Trascrivi ogni riga dei record seguenti in una lista JSON di stringhe, una stringa per ciascuna riga, senza includere le righe vuote.

Elenco dei dati
_ _ _ _ _ _ _

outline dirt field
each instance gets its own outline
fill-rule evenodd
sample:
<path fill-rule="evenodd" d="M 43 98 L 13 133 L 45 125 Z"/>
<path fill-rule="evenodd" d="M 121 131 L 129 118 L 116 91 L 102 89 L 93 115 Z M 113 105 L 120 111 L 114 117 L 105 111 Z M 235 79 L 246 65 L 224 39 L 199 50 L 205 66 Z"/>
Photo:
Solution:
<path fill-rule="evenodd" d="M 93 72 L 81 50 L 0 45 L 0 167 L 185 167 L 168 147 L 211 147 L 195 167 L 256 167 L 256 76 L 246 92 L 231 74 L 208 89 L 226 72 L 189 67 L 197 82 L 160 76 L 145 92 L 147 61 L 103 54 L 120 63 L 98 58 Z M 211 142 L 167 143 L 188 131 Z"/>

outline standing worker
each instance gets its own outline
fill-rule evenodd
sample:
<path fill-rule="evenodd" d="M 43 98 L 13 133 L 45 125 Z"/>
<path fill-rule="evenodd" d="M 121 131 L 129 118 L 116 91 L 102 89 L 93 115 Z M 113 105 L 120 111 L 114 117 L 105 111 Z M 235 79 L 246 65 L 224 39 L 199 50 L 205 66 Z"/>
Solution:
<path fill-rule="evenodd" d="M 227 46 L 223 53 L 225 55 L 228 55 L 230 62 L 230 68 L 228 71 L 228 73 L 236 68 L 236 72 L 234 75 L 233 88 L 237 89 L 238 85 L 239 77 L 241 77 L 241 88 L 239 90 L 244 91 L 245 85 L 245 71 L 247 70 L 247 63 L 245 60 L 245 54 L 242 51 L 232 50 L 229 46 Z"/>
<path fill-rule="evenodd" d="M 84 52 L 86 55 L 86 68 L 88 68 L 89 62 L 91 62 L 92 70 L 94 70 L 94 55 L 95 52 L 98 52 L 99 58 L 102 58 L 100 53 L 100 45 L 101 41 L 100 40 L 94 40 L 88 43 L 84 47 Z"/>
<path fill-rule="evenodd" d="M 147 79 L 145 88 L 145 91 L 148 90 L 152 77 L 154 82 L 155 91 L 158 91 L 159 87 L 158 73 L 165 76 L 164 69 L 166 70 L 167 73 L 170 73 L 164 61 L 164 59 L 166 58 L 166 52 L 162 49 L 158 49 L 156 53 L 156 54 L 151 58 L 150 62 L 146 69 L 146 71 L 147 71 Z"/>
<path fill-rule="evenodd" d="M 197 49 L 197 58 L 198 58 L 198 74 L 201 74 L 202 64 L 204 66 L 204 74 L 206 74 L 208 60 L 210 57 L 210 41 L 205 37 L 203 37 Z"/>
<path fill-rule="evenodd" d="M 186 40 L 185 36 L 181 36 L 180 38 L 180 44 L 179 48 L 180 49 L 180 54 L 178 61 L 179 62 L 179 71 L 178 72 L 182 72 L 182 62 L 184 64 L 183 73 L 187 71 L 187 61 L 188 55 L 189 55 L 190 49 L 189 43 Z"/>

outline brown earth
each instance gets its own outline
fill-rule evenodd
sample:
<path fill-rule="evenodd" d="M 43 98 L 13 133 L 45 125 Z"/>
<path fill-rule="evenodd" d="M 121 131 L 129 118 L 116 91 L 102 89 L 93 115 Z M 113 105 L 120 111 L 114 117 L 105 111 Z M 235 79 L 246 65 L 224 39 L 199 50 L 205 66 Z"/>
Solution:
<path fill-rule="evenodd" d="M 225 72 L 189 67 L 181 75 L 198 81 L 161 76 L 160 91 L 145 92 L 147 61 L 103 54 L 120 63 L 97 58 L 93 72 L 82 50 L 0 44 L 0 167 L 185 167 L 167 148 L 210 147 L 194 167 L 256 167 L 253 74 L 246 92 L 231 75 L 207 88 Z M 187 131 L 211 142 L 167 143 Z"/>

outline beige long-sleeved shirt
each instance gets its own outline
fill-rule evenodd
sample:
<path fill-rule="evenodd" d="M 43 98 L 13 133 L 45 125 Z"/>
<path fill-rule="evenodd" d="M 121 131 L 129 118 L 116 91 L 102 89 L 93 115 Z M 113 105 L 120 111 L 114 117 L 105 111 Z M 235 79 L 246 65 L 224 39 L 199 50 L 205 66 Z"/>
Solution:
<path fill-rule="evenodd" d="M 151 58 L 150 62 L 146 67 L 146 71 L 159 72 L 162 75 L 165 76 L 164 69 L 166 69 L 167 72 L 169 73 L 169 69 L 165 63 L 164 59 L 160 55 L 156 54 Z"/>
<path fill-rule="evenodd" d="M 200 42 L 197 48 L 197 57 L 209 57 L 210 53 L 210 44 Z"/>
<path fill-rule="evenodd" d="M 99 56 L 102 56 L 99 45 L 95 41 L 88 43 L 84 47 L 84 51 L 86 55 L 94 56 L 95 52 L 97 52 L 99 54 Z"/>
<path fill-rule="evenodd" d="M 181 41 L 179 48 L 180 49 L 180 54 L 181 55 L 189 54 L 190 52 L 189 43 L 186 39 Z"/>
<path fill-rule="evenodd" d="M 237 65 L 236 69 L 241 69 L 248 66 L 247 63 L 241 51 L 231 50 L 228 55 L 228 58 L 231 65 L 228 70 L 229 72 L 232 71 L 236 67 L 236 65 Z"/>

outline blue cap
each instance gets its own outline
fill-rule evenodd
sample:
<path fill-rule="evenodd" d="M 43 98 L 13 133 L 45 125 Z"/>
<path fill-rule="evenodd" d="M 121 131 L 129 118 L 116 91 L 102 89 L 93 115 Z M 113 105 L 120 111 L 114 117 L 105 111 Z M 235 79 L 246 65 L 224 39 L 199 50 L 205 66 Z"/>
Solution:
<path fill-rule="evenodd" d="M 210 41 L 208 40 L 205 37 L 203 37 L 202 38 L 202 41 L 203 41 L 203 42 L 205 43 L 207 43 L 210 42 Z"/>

_ _ _ _ _ _ _

## Risultato del compito:
[
  "outline dirt field",
  "each instance gets its own outline",
  "fill-rule evenodd",
  "sample:",
  "<path fill-rule=\"evenodd\" d=\"M 43 98 L 13 133 L 45 125 Z\"/>",
  "<path fill-rule=\"evenodd\" d=\"M 121 131 L 129 118 L 116 91 L 102 89 L 93 115 Z M 113 105 L 120 111 L 114 117 L 105 111 Z M 235 79 L 246 65 L 224 39 L 199 50 L 205 66 Z\"/>",
  "Photo:",
  "Solution:",
  "<path fill-rule=\"evenodd\" d=\"M 93 72 L 81 50 L 0 45 L 0 167 L 185 167 L 168 147 L 211 147 L 195 167 L 256 167 L 256 76 L 246 92 L 231 74 L 208 89 L 226 72 L 189 67 L 197 82 L 160 76 L 145 92 L 147 61 L 103 54 L 120 63 L 98 58 Z M 211 142 L 167 143 L 188 131 Z\"/>",
  "outline standing worker",
  "each instance gets its own outline",
  "fill-rule evenodd",
  "sample:",
  "<path fill-rule=\"evenodd\" d=\"M 43 98 L 13 133 L 45 125 Z\"/>",
  "<path fill-rule=\"evenodd\" d=\"M 121 131 L 129 118 L 116 91 L 102 89 L 93 115 Z M 113 105 L 120 111 L 114 117 L 105 111 Z M 235 79 L 246 65 L 224 39 L 199 50 L 205 66 Z\"/>",
  "Solution:",
  "<path fill-rule=\"evenodd\" d=\"M 227 46 L 223 53 L 225 55 L 228 55 L 230 62 L 230 68 L 228 71 L 228 73 L 236 68 L 236 72 L 234 75 L 233 88 L 237 89 L 238 85 L 239 77 L 241 77 L 241 88 L 239 90 L 244 91 L 245 85 L 245 71 L 247 70 L 247 63 L 245 60 L 245 54 L 242 51 L 232 50 L 229 46 Z\"/>",
  "<path fill-rule=\"evenodd\" d=\"M 84 52 L 86 55 L 86 68 L 88 68 L 89 62 L 91 62 L 92 70 L 94 70 L 94 55 L 95 52 L 98 52 L 99 58 L 102 58 L 100 53 L 100 45 L 101 41 L 100 40 L 94 40 L 88 43 L 84 47 Z\"/>",
  "<path fill-rule=\"evenodd\" d=\"M 147 79 L 145 88 L 145 91 L 148 90 L 152 77 L 154 82 L 155 91 L 158 91 L 159 87 L 158 73 L 165 76 L 164 69 L 166 70 L 167 73 L 170 73 L 164 61 L 164 59 L 166 58 L 166 52 L 162 49 L 158 49 L 156 53 L 156 54 L 151 58 L 150 62 L 146 69 L 146 71 L 147 71 Z\"/>",
  "<path fill-rule=\"evenodd\" d=\"M 197 49 L 197 58 L 198 58 L 198 74 L 201 74 L 202 64 L 204 66 L 204 74 L 206 74 L 208 60 L 210 57 L 210 41 L 205 37 L 203 37 Z\"/>",
  "<path fill-rule=\"evenodd\" d=\"M 186 40 L 185 36 L 181 36 L 180 38 L 180 44 L 179 48 L 180 49 L 180 54 L 178 61 L 179 62 L 179 71 L 178 72 L 182 72 L 182 62 L 184 64 L 183 73 L 187 71 L 187 61 L 188 55 L 189 55 L 190 49 L 189 43 Z\"/>",
  "outline brown earth",
  "each instance gets its own outline",
  "fill-rule evenodd",
  "sample:",
  "<path fill-rule=\"evenodd\" d=\"M 43 98 L 13 133 L 45 125 Z\"/>",
  "<path fill-rule=\"evenodd\" d=\"M 121 131 L 129 118 L 116 91 L 102 89 L 93 115 Z M 113 105 L 120 111 L 114 117 L 105 111 Z M 235 79 L 246 65 L 224 39 L 199 50 L 205 66 Z\"/>",
  "Solution:",
  "<path fill-rule=\"evenodd\" d=\"M 225 72 L 189 67 L 181 75 L 198 81 L 161 76 L 160 91 L 145 92 L 147 61 L 103 54 L 120 63 L 97 58 L 93 72 L 82 50 L 0 44 L 0 167 L 185 167 L 167 148 L 210 147 L 194 167 L 256 167 L 253 74 L 246 92 L 231 75 L 207 88 Z M 187 131 L 211 142 L 167 143 Z\"/>",
  "outline beige long-sleeved shirt",
  "each instance gets its own outline",
  "fill-rule evenodd",
  "sample:",
  "<path fill-rule=\"evenodd\" d=\"M 43 98 L 13 133 L 45 125 Z\"/>",
  "<path fill-rule=\"evenodd\" d=\"M 121 131 L 129 118 L 116 91 L 102 89 L 93 115 Z M 113 105 L 120 111 L 114 117 L 105 111 Z M 235 79 L 246 65 L 224 39 L 199 50 L 205 66 Z\"/>",
  "Solution:",
  "<path fill-rule=\"evenodd\" d=\"M 151 58 L 150 62 L 146 67 L 146 71 L 159 72 L 162 75 L 165 76 L 164 69 L 166 69 L 167 72 L 169 73 L 169 69 L 165 63 L 164 59 L 160 55 L 156 54 Z\"/>",
  "<path fill-rule=\"evenodd\" d=\"M 200 42 L 197 48 L 197 57 L 209 57 L 210 53 L 210 44 Z\"/>",
  "<path fill-rule=\"evenodd\" d=\"M 99 56 L 102 56 L 99 45 L 95 41 L 88 43 L 84 47 L 84 51 L 86 55 L 94 56 L 95 52 L 97 52 L 99 54 Z\"/>",
  "<path fill-rule=\"evenodd\" d=\"M 181 41 L 179 48 L 180 49 L 180 54 L 181 55 L 189 54 L 190 52 L 189 43 L 186 39 Z\"/>",
  "<path fill-rule=\"evenodd\" d=\"M 237 65 L 236 69 L 241 69 L 248 66 L 247 63 L 241 51 L 231 50 L 228 55 L 228 58 L 231 65 L 228 70 L 229 72 L 232 71 L 236 67 L 236 65 Z\"/>",
  "outline blue cap",
  "each instance gets its own outline",
  "fill-rule evenodd",
  "sample:",
  "<path fill-rule=\"evenodd\" d=\"M 43 98 L 13 133 L 45 125 Z\"/>",
  "<path fill-rule=\"evenodd\" d=\"M 121 131 L 129 118 L 116 91 L 102 89 L 93 115 Z M 113 105 L 120 111 L 114 117 L 105 111 Z M 235 79 L 246 65 L 224 39 L 199 50 L 205 66 Z\"/>",
  "Solution:",
  "<path fill-rule=\"evenodd\" d=\"M 210 41 L 208 40 L 205 37 L 203 37 L 202 38 L 202 41 L 203 41 L 203 42 L 205 43 L 207 43 L 210 42 Z\"/>"
]